Entries drawn from a dataset
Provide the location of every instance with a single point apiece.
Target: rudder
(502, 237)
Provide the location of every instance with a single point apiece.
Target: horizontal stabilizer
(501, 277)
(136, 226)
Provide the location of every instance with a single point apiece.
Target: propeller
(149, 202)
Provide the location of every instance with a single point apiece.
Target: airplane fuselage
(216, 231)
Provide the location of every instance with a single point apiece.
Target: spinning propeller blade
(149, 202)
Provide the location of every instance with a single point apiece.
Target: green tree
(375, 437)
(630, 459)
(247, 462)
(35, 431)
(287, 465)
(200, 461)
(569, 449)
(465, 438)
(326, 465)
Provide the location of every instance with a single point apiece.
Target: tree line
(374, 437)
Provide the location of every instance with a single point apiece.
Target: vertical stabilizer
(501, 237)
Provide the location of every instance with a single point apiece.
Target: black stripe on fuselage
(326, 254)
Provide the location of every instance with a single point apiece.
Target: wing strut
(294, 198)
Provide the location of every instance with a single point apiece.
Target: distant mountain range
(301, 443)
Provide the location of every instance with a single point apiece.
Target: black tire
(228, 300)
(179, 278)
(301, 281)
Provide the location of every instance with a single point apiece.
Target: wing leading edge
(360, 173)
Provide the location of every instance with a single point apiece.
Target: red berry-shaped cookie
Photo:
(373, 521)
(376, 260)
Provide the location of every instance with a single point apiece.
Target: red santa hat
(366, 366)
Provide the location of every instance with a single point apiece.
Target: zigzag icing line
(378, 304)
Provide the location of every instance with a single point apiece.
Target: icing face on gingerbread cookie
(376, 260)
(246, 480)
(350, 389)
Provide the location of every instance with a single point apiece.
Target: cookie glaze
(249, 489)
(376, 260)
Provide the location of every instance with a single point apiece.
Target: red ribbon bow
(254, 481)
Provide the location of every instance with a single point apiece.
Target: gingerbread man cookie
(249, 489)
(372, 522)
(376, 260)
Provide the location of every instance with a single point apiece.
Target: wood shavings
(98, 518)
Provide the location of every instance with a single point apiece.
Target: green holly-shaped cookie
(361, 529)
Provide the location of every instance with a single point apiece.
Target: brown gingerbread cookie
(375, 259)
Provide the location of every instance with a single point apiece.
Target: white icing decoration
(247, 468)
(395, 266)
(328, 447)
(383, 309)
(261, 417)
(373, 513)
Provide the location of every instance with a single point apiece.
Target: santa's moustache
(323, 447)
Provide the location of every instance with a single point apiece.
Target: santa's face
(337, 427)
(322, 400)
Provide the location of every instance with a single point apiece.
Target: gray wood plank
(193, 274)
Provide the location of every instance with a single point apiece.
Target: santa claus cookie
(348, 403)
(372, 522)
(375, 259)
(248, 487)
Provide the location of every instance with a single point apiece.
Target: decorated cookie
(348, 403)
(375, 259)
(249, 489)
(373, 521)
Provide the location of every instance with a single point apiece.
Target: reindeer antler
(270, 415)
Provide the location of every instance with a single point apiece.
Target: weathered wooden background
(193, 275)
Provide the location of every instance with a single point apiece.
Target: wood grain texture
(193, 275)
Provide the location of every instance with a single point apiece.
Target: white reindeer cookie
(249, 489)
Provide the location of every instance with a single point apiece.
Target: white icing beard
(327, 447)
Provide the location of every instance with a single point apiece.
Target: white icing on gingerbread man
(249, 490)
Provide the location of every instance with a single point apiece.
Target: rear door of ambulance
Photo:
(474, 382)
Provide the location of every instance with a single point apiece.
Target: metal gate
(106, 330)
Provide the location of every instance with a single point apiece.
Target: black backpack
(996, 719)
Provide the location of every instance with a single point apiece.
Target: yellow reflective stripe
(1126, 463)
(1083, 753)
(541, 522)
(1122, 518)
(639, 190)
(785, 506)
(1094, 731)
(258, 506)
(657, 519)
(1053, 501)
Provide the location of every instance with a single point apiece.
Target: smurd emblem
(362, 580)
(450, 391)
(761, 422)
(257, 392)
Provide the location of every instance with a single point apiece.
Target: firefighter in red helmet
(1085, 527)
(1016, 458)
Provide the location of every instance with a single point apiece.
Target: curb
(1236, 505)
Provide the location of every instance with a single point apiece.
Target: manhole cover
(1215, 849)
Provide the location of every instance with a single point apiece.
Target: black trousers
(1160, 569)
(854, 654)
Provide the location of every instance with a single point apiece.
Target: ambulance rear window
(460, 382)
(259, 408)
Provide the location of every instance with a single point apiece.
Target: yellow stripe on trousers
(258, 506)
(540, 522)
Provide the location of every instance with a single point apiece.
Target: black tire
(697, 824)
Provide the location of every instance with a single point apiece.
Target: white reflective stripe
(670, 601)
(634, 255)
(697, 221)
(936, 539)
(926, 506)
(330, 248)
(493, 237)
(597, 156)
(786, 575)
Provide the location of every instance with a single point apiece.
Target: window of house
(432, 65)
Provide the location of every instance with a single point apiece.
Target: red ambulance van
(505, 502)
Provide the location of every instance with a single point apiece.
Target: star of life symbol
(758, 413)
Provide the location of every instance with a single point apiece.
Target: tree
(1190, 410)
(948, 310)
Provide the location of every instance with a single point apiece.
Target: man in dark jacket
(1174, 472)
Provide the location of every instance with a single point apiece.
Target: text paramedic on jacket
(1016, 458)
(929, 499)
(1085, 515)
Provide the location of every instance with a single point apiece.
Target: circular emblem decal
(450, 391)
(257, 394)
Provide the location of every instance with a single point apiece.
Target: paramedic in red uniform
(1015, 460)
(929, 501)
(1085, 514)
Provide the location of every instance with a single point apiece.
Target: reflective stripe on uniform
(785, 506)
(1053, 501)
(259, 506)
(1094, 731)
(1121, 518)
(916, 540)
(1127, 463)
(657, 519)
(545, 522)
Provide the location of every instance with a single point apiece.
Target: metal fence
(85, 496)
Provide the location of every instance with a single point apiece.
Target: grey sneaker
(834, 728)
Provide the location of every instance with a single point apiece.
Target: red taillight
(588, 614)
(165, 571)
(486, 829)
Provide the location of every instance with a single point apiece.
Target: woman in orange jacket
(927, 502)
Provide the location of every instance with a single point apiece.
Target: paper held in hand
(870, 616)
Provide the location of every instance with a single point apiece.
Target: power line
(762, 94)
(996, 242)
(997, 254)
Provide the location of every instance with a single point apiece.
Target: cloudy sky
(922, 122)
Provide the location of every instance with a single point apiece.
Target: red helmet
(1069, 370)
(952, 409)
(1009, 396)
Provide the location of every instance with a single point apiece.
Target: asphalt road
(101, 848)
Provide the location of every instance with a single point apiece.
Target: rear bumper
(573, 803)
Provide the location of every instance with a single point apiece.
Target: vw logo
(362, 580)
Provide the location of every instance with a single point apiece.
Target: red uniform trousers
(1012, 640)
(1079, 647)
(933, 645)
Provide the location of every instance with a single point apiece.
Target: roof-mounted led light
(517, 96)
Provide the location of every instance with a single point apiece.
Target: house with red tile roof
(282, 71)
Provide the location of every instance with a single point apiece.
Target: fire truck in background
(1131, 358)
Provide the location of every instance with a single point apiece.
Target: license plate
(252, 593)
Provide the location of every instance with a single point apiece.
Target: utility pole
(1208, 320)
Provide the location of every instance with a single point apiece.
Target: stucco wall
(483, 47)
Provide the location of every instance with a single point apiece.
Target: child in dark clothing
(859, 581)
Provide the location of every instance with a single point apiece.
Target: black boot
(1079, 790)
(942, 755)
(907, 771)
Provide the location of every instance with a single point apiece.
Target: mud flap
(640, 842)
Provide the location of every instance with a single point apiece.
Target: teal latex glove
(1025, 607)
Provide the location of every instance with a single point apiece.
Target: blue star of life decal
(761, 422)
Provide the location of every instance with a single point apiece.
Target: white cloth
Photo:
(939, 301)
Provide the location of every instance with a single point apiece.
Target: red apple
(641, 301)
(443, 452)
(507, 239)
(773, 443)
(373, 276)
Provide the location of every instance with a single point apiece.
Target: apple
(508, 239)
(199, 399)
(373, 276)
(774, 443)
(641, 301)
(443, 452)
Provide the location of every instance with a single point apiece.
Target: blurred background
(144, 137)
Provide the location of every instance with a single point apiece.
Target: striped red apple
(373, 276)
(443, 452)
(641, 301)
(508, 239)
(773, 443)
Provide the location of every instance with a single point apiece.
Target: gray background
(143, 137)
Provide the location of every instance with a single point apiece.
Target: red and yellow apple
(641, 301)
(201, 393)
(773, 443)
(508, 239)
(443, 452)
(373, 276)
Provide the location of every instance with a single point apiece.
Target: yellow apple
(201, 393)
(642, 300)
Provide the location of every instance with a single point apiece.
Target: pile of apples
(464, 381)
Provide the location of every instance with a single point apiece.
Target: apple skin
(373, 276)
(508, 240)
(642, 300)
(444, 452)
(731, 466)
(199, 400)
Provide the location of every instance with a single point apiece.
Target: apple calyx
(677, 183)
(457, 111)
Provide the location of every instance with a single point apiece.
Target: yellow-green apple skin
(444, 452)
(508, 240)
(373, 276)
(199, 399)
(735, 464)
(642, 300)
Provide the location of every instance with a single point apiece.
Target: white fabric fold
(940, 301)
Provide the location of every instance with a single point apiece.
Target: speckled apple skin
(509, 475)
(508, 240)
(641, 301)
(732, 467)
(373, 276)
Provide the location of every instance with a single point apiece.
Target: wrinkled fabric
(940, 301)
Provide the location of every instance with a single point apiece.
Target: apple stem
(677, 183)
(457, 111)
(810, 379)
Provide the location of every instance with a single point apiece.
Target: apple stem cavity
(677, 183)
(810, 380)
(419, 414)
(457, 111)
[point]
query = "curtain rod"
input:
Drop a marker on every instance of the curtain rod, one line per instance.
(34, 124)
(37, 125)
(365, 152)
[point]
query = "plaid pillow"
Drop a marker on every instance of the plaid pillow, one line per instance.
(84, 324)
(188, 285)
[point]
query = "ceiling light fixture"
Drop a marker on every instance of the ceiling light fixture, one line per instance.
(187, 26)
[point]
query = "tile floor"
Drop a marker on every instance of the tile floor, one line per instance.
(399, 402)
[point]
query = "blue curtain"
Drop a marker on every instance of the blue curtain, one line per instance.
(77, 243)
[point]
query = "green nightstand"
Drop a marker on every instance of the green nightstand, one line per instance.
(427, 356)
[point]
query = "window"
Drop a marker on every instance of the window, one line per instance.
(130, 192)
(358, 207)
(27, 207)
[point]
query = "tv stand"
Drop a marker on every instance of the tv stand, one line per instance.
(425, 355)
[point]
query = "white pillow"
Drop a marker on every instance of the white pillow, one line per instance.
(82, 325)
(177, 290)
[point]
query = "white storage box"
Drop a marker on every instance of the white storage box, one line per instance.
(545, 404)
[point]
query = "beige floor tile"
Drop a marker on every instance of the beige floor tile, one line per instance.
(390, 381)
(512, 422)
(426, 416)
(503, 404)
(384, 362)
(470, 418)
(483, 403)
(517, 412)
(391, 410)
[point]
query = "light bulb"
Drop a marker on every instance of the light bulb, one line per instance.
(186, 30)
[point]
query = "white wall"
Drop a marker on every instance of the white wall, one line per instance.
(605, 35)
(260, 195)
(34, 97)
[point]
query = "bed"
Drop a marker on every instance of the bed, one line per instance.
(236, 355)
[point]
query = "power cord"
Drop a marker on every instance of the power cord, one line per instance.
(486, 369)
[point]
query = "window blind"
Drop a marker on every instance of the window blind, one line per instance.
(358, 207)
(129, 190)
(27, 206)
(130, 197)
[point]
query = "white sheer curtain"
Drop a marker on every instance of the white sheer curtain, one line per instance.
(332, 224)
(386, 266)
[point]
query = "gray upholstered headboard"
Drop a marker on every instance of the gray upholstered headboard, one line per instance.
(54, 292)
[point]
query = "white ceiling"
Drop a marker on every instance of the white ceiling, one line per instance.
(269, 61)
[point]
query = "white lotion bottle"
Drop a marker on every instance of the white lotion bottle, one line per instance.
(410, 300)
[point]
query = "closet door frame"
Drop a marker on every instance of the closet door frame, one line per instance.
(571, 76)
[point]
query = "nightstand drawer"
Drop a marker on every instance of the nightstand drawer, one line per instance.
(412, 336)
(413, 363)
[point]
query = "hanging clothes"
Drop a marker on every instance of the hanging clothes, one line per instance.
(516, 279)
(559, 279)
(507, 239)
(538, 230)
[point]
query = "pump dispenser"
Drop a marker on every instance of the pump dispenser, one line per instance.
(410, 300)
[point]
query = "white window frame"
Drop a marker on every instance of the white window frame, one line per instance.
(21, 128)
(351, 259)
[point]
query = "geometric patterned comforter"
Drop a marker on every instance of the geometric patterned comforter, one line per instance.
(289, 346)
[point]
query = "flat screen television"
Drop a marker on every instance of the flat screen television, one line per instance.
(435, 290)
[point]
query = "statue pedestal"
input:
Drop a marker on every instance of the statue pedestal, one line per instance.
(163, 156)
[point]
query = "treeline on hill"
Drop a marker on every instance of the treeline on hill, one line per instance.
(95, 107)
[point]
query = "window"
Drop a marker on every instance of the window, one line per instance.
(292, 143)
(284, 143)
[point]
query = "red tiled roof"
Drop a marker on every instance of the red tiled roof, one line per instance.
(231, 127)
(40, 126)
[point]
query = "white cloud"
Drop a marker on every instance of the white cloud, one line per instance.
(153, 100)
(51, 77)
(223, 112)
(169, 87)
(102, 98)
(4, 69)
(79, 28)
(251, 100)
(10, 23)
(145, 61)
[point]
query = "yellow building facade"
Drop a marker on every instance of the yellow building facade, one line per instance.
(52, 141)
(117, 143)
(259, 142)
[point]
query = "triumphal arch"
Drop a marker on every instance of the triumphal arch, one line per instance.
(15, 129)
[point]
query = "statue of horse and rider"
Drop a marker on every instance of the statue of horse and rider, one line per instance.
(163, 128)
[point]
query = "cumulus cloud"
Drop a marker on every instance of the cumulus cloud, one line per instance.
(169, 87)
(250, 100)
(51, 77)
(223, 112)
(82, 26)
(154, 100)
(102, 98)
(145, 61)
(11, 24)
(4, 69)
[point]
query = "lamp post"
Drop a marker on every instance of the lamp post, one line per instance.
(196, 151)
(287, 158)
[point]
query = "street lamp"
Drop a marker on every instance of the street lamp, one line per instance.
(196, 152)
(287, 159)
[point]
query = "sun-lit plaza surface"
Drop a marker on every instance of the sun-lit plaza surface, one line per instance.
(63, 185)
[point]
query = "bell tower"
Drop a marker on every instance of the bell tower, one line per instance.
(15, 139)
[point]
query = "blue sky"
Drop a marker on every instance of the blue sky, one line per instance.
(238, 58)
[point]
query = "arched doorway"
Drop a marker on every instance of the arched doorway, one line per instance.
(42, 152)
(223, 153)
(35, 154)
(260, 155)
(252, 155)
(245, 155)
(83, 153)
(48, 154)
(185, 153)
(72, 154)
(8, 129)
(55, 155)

## STATED TASK
Extract every line from the rows above that contains the string "beige". Uppercase and lowercase letters count as different.

## FULL ANSWER
query = "beige floor tile"
Drop a marker on every instance of the beige floor tile, one line per instance.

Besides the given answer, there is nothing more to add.